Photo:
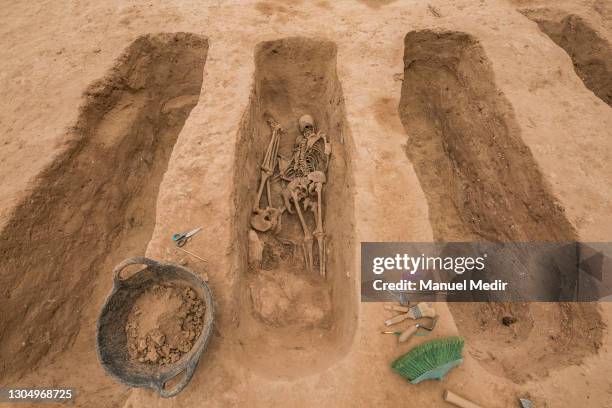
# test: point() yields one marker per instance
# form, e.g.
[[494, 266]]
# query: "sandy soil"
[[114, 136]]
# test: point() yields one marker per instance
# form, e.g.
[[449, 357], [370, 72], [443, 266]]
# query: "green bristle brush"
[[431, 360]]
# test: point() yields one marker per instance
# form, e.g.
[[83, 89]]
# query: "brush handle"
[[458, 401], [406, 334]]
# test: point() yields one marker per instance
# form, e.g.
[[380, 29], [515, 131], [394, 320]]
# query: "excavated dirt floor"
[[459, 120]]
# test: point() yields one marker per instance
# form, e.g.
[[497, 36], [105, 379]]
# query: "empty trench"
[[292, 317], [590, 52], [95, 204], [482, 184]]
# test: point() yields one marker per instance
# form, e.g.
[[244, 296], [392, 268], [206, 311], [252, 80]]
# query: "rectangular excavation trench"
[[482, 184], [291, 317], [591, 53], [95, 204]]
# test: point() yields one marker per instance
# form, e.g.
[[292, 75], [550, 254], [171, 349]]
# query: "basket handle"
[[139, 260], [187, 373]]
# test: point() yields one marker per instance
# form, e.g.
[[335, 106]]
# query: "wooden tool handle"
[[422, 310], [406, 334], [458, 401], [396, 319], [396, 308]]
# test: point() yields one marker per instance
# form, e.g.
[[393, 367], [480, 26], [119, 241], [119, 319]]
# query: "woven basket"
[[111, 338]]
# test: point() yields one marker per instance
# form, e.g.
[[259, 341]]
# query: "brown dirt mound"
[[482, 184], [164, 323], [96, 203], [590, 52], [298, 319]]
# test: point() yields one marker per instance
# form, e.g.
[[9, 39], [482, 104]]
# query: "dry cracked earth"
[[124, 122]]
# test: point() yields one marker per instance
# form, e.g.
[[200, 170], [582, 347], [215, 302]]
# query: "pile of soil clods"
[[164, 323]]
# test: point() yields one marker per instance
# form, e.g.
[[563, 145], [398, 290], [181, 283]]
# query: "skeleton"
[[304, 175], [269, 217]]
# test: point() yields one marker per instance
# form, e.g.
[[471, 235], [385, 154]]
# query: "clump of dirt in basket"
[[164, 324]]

- **What you should do**: Print the listing word for word but skip its pictures.

- **Result**:
Photo:
# test: point() yields one marker per instance
# form, e.g.
[[494, 266]]
# query: "sandy soil"
[[114, 136]]
# test: point() yields one marker per instance
# form, e.g.
[[449, 357], [370, 72], [443, 266]]
# query: "green bristle brush"
[[431, 360]]
# test: point() yields one marker per instance
# form, e.g.
[[83, 89]]
# query: "brush handle"
[[458, 401], [406, 334]]
# test: point() yields one marker per instance
# form, e.g.
[[380, 29], [515, 131], [394, 320]]
# query: "excavated dirt floor"
[[459, 120]]
# test: point() yields one marker per instance
# form, e.g.
[[497, 36], [105, 379]]
# query: "empty trench"
[[292, 317], [590, 52], [95, 204], [482, 184]]
# test: point() yields one marker per instance
# form, e.g.
[[244, 296], [392, 268], [206, 311], [252, 80]]
# query: "rectangular excavation trench"
[[482, 184], [291, 317], [591, 53], [95, 204]]
# test: point() yields one marker per instance
# form, e.g.
[[292, 75], [550, 254], [171, 349]]
# query: "basket handle"
[[139, 260], [187, 373]]
# test: point() yields one marker per instance
# form, e.g.
[[335, 106]]
# query: "wooden tool handle"
[[422, 310], [406, 334], [458, 401], [396, 319], [396, 308]]
# test: point() yields one marker per instance
# form, e.g.
[[393, 367], [480, 26], [119, 241], [119, 319]]
# query: "woven basket"
[[111, 338]]
# test: point() yields one marker per instance
# form, e.g.
[[259, 341]]
# query: "brown dirt mound"
[[482, 184], [164, 323], [96, 203], [590, 52], [298, 319]]
# test: point() yields one marker per instance
# form, e.g.
[[9, 39], [482, 104]]
# query: "dry cracked earth"
[[124, 122]]
# test: point() yields one marker per instance
# form, e.g.
[[200, 170], [582, 347], [215, 302]]
# query: "pile of soil clods"
[[164, 323]]
# test: point() yields one marker per instance
# form, e.g.
[[563, 145], [398, 290], [181, 283]]
# query: "skeleton"
[[304, 175], [269, 217]]
# test: point() yields one marker per instance
# form, e.g.
[[471, 235], [385, 154]]
# query: "clump of dirt in basket"
[[164, 324]]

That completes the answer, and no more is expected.